_Directions for this task_
Retype exactly the lines of the material below, from the one containing "the tree trunk." through the last, with both ends kept.

_Given records_
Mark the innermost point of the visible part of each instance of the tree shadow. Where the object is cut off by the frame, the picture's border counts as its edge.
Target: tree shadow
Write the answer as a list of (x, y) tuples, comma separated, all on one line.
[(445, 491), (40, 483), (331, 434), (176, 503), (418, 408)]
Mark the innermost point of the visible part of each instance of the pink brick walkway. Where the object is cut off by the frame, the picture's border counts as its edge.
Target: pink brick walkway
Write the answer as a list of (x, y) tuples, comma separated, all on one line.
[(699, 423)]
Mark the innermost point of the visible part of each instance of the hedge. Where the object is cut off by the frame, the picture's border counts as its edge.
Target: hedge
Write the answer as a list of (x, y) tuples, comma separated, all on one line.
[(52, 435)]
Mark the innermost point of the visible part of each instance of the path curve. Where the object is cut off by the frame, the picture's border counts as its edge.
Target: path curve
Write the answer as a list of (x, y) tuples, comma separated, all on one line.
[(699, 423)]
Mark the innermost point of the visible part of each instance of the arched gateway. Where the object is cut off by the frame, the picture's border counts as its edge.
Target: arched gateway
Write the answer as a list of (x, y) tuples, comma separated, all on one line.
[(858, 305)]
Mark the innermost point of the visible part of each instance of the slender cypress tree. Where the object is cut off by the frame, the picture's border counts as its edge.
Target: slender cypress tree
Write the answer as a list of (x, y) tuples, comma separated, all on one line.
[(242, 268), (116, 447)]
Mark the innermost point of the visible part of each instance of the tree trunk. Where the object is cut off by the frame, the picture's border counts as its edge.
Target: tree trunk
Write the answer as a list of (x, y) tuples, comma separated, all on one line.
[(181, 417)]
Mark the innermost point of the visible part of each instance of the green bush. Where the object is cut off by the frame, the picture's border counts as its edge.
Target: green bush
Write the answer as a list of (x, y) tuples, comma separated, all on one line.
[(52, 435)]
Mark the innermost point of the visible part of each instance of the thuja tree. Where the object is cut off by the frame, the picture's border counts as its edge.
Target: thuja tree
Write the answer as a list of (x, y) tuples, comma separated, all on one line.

_Written reply_
Mark the innermost point of the visible part of each instance of the tree trunk. Where the object is cut off by the frame, the picture's border counts as its edge.
Target: tree trunk
Write the answer as a list of (x, y) tuples, comma separated, all on one line.
[(181, 417)]
Mark the innermost point of the visible part of each instance of the green bush. Where the object is cut off by the frame, the picture's border counts as its edge.
Target: green bush
Write the answer as a list of (x, y) tuples, comma separated, all on one line.
[(52, 435)]
Mark the innermost point of the visible part of each instance of the thuja tree. Where the object is cut off by the frame, the picture's border counts as its edge.
Target: thuja tree
Write the answer as a list of (x, y) tuples, comma separated, all on one line.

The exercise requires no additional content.